Data for this task Start Marker
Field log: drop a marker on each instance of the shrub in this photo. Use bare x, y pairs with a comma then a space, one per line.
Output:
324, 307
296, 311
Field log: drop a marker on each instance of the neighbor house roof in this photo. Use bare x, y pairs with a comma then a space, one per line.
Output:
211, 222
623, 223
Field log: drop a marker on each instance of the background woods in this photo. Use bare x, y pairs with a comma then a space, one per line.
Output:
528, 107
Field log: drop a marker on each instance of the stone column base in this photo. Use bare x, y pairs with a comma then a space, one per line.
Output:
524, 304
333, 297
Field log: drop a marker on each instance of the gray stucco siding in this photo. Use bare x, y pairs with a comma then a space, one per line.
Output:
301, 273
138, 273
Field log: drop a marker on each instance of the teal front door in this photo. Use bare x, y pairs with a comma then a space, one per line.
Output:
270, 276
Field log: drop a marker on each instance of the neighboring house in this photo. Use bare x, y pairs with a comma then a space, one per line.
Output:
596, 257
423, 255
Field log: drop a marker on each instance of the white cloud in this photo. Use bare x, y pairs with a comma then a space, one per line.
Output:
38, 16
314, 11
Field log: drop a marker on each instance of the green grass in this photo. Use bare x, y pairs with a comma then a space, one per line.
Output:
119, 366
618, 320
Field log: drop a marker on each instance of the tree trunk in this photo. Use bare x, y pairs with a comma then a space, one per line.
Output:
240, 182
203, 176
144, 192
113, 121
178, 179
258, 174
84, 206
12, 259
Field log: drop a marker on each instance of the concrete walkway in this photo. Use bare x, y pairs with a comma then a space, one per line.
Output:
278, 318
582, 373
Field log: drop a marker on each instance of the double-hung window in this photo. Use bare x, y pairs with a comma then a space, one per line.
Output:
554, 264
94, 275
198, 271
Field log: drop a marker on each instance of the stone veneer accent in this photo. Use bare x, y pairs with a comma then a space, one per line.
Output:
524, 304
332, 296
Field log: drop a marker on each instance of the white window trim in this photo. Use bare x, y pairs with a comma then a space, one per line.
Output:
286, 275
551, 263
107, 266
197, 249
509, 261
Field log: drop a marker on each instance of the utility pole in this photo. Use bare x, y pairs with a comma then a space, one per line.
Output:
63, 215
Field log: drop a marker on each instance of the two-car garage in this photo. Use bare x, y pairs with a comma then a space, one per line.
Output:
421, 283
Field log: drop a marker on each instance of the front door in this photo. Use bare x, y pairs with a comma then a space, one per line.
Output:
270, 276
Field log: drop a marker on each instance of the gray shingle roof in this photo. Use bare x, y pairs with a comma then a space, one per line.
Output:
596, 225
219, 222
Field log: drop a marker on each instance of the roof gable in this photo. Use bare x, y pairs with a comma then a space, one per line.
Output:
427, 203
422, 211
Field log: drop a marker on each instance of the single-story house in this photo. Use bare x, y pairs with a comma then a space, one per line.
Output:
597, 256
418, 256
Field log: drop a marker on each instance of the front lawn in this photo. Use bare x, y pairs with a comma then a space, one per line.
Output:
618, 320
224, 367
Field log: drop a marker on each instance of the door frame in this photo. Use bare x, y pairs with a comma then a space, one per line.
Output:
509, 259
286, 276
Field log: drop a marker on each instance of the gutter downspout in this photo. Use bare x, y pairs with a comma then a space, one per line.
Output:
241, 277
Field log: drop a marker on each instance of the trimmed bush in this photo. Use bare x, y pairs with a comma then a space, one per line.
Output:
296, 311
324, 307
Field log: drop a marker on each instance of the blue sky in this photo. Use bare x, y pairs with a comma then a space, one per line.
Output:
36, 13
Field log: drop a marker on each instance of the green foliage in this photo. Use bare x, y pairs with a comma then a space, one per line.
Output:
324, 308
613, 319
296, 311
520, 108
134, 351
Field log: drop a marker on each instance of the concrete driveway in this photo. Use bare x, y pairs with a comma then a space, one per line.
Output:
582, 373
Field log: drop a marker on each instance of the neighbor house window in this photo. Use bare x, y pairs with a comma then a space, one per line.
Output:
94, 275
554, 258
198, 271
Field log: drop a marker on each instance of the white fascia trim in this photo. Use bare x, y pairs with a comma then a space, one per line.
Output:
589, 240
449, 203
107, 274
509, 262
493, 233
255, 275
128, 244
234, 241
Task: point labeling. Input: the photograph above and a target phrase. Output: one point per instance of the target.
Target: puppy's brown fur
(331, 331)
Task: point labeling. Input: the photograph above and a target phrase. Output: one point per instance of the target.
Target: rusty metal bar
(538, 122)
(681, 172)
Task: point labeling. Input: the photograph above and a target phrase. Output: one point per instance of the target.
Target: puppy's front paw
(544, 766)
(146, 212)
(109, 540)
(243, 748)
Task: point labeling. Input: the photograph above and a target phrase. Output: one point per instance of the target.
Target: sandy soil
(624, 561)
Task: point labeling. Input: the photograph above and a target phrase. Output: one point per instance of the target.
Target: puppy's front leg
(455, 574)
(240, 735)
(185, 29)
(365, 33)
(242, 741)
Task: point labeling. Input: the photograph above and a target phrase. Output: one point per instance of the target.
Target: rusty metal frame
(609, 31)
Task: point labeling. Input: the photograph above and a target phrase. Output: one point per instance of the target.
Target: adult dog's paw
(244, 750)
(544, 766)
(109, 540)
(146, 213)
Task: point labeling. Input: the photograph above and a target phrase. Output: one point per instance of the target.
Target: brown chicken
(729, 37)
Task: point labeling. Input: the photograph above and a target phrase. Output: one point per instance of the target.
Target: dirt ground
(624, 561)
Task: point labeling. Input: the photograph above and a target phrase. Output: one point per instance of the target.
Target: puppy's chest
Data for this task End Marker
- _Work to complete_
Return an exact copy of only the lines from the one with "Target: sandy soil" through the end of the listing above, both included.

- _Answer box_
Target: sandy soil
(624, 561)
Task: point labeling. Input: the photograph above and a target phrase. Output: one point per instance of the target.
Target: puppy's front leg
(455, 574)
(240, 735)
(185, 29)
(365, 33)
(242, 741)
Task: point labeling. Input: the photograph above and a target phrase. Output: one point per instance of the target.
Target: rusty metal frame
(609, 31)
Task: point labeling. Input: the photograph above and a target phrase. Output: one point per instance of the target.
Target: adult dog's paw
(244, 750)
(544, 766)
(109, 540)
(146, 213)
Task: point labeling. Input: the photograph above and a target phrase. Output: one point per instance of the target.
Target: brown chicken
(729, 37)
Task: point labeling. Input: the photograph above and a target phrase. Output: one point per instance of the target.
Target: dirt ground
(624, 561)
Task: point labeling. Input: the photograph above and a target phrase. Output: one point per instance of the target.
Target: puppy's chest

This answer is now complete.